-- START PASSAGE --
Brooks v. Florida - 389 U.S. 413, 88 S. Ct. 541 (1967)

Rule:

The Constitution does not permit prosecutorial use of an involuntary confession. In adjudicating the question of voluntariness, the court cannot escape the responsibility of making its own examination of the record.

Facts:

Petitioner Bennie Brooks was convicted in a Florida state court for participating in a riot in a Florida prison where he was an inmate. At the trial, his confession of guilt, obtained after his confinement in a barren punishment cell, where he subsisted on a very meager daily fare and was completely under the control and domination of his jailers, was admitted in evidence. His conviction was affirmed by the Florida District Court of Appeal, and his petition for writ of certiorari was dismissed by the Florida Supreme Court.

Issue:

Was the petitioner’s confession of guilt admissible as evidence, thereby warranting the petitioner’s conviction?

Answer:

No.

Conclusion:

Granting certiorari, the Supreme Court of the United States reversed the judgment of the Florida District Court of Appeal. The Court held that the petitioner’s confession was not the voluntary expression of an uncoerced will, and hence, not admissible in a state prosecution for petitioner’s participation in a riot in a prison, where prior to the confession the petitioner was for 2 weeks confined in a barren cage fitted only with a hole in one corner into which he and his cell mates could defecate, subsisted on a daily fare of 12 ounces of thin soup and 8 ounces of water, and saw not one friendly face from outside the prison, but was completely under the control and domination of his jailers.
-- END PASSAGE --
-- START SOURCE EXCERPT --
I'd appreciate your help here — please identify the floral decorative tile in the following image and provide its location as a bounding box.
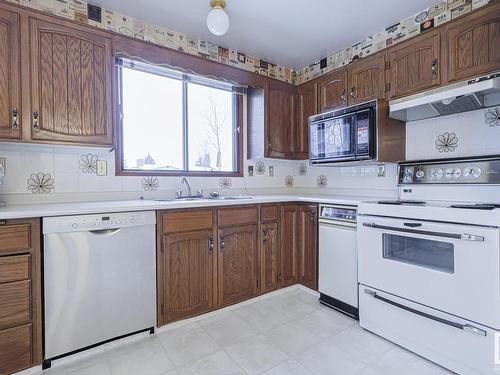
-- END SOURCE EXCERPT --
WHAT TO DO =>
Copy word for word the part of the Brooks v. Florida case summary that begins with the words containing "Brooks v. Florida" and ends with "of the record.".

SOLUTION BELOW =>
Brooks v. Florida - 389 U.S. 413, 88 S. Ct. 541 (1967)

Rule:

The Constitution does not permit prosecutorial use of an involuntary confession. In adjudicating the question of voluntariness, the court cannot escape the responsibility of making its own examination of the record.